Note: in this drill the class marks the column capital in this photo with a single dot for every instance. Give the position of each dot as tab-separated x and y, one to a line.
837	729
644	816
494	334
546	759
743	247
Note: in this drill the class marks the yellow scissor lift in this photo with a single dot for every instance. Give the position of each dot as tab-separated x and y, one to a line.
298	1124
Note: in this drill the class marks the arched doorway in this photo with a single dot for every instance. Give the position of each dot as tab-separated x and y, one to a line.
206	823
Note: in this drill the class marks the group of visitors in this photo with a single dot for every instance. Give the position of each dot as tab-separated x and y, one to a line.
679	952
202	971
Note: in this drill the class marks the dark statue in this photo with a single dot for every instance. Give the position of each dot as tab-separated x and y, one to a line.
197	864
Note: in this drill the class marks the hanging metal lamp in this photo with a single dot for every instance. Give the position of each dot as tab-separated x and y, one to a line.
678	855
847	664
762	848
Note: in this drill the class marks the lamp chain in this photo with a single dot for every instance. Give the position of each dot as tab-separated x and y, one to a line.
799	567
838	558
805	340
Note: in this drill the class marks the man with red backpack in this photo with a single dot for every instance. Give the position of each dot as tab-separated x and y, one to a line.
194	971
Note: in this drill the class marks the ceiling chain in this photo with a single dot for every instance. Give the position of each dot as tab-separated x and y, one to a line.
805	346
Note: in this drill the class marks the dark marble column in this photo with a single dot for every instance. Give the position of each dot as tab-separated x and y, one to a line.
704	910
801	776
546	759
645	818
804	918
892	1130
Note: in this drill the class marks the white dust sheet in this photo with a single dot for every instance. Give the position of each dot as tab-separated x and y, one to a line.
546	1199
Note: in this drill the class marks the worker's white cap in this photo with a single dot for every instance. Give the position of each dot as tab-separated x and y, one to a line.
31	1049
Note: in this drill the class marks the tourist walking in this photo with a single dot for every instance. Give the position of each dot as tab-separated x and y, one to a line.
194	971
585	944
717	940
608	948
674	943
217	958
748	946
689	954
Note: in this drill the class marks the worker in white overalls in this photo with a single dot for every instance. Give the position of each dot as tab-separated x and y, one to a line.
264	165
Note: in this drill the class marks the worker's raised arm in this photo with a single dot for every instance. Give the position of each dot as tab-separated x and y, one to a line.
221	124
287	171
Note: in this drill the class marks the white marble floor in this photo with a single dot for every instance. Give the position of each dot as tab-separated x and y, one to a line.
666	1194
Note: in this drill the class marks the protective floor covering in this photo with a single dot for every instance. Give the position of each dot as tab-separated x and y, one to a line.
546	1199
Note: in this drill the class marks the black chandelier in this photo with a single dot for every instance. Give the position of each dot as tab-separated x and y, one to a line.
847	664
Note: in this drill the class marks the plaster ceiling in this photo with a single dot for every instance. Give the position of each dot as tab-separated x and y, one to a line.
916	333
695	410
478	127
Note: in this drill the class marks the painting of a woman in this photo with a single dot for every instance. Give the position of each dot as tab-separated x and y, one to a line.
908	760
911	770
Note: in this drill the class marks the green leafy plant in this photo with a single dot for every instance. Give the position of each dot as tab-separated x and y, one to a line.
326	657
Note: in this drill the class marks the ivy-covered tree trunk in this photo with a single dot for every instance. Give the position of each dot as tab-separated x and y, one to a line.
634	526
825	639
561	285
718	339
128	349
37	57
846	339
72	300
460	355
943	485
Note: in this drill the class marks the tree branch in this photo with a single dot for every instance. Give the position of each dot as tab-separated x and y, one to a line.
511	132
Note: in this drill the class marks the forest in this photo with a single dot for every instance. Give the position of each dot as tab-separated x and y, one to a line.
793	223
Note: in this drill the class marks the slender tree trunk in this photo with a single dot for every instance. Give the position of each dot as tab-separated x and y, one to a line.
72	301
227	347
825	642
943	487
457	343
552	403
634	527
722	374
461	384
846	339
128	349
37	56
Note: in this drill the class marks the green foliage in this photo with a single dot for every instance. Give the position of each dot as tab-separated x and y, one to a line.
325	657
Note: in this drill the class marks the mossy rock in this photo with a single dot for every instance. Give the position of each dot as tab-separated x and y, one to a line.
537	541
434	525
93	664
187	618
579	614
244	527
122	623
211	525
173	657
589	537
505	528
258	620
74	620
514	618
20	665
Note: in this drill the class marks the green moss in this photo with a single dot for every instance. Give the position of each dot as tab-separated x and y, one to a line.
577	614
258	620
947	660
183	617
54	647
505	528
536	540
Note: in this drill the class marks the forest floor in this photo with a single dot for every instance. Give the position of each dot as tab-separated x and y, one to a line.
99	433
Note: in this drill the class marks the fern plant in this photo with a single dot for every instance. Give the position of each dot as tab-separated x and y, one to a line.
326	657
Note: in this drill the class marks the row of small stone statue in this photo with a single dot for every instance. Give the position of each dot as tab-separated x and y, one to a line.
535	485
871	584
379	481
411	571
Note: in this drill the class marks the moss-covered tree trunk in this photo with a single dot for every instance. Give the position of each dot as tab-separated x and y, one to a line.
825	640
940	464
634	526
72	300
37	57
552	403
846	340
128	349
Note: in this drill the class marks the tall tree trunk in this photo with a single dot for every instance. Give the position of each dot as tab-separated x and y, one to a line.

_Objective_. Repeat the data precisely, line by line.

_Answer to the problem_.
Note: in this drill the class marks the column capital in this photo with a single dot for every instance. Give the position of each dot as tab-separated x and y, one to a line.
837	729
644	816
494	334
546	759
743	247
Note: in this drill the class marks the yellow scissor lift in this photo with a single dot for every instance. Give the position of each dot as tab-separated x and y, one to a line.
298	1124
Note: in this drill the class marks the arched doorway in this photo with a single dot for every instance. Give the position of each dot as tab-separated x and y, one to a line.
206	823
Note: in this drill the class marks the group of visitors in this photo with a single dot for every instance. Give the position of each dot as tab-separated x and y, one to a line.
679	952
202	971
Note: in this drill the class marks the dark statue in this photo with a single dot for every instance. Give the position of each dot as tab-separated x and y, one to a line.
197	864
Note: in this drill the class marks the hanging metal lamp in this photo with a single dot for every instance. Give the position of each dot as tab-separated x and y, one to a line.
678	855
847	664
762	848
Note: in this drill the class marks the lamp chain in this photo with a single dot for every instance. Give the position of each dot as tab-separated x and y, one to a line.
799	567
838	558
805	340
Note: in this drill the class marks the man with red backpack in this photo with a single dot for every instance. Give the position of each dot as tab-separated x and y, one to a line.
194	971
Note: in this drill the class marks the ceiling chain in this photo with a single dot for every instance. Give the position of each dot as tab-separated x and y, one to a line.
805	346
Note: in this drill the class marks the dark marble column in this photo with a single dot for every instance. Give the position of each dot as tab-separated x and y, one to a line.
704	910
801	776
546	759
645	818
804	918
892	1130
Note: in this drill the class marks the white dust sheet in this photo with a single dot for every instance. Give the position of each dot as tab-separated x and y, one to a line.
546	1199
Note: in this drill the class marks the worker's white cap in this photo with a single dot for every instance. Give the position of each dot as tab-separated x and y, one to a line.
31	1049
Note: in this drill the class marks the tourist walking in this photo with a single dot for every instance. Give the position of each dot as tab-separated x and y, one to a line.
194	971
585	944
717	940
608	948
674	943
217	958
748	946
689	954
Note: in this drill the class marks the worker in white overalls in this photo with a single dot for every instance. Give the position of each dot as tab-separated x and y, one to a line.
264	165
Note: in this drill the class marks the worker's raised arm in this photo with a single dot for every instance. Give the position of each dot as tab-separated x and y, one to a line.
221	124
287	171
Note: in this drill the class marks the white marble floor in this photo with a single dot for every instance. Give the position of each dot as tab-separated x and y, one to a line.
666	1194
Note: in this drill the class marks the protective floor covering in this photo with a single dot for every instance. Give the position of each dot as tab-separated x and y, one to a line.
546	1199
Note: in this drill the class marks the black chandelier in this photo with a single dot for every instance. Give the position of each dot as tab-separated x and y, one to a line.
847	664
Note: in this drill the class marks the plaster ceiling in this photo with a single dot for every instance. Give the position of each dot as tab-separated x and y, one to a line.
916	333
695	410
478	127
Note: in this drill the class marks the painting of a woman in this photo with a single dot for every instance. Give the position of each dot as tab-separated x and y, one to a line.
908	760
911	770
Note: in this drill the class marks the green leafy plant in this photo with a single dot for every instance. Give the position of each dot as tab-separated x and y, one to a line.
326	657
Note: in this drill the class marks the ivy-covered tree trunk in this photo with a single dot for every instance. Give the position of each dot as tab-separated x and y, one to a line.
634	526
825	639
561	285
718	339
128	349
37	57
846	339
72	300
460	355
943	485
Note: in this drill the class marks the tree branch in this photo with a single dot for every instance. Give the position of each dot as tab-separated x and y, one to a line.
511	132
Note: in this drill the class marks the forest in this photo with a single dot for every instance. Give the position of each dot as tab-separated x and y, one to a line.
793	223
Note: in this drill the class marks the slender tree trunk in this photo with a single dot for every instance. Give the position of each dot as tab-separated x and y, one to a line.
72	301
227	347
825	642
943	487
457	343
552	403
634	527
722	374
461	384
846	339
128	349
37	56
Note: in this drill the class marks the green foliage in this photo with a single dot for every instance. Give the position of each dot as tab-separated x and y, one to a line.
325	657
Note: in this drill the class marks the mossy rock in this photo with a single dot for every instance. Give the position of each dot as tab-separated x and y, one to a line.
537	541
434	525
93	664
187	618
579	614
244	527
122	623
211	525
173	657
589	537
505	528
258	620
74	620
514	618
20	665
Note: in this drill the class marks the green moss in this photo with a single dot for every instance. Give the position of each dot as tab-separated x and y, one to a line.
577	614
258	620
947	660
183	617
54	647
505	528
536	540
Note: in this drill the class marks the forest floor in this photo with a single dot for every instance. Give the position of each dot as tab-separated x and y, one to a line.
99	433
Note: in this drill the class marks the fern plant in this photo with a single dot for every instance. Give the position of each dot as tab-separated x and y, one to a line.
326	657
Note: in this drill the class marks the row of small stone statue in this photo with a single dot for every instance. Give the position of each dot as tab-separated x and y, one to a line.
535	485
871	584
379	481
411	571
Note: in this drill the class marks the moss-covered tree trunk in this photo with a single dot for every instance. Give the position of each dot as tab-separated x and y, one to a line.
825	640
940	464
634	526
72	300
37	57
552	403
846	340
128	349
Note: in this drill the class marks the tall tree trunk in this photo with a single dot for every instance. Give the position of each dot as tab-separated x and y, one to a line.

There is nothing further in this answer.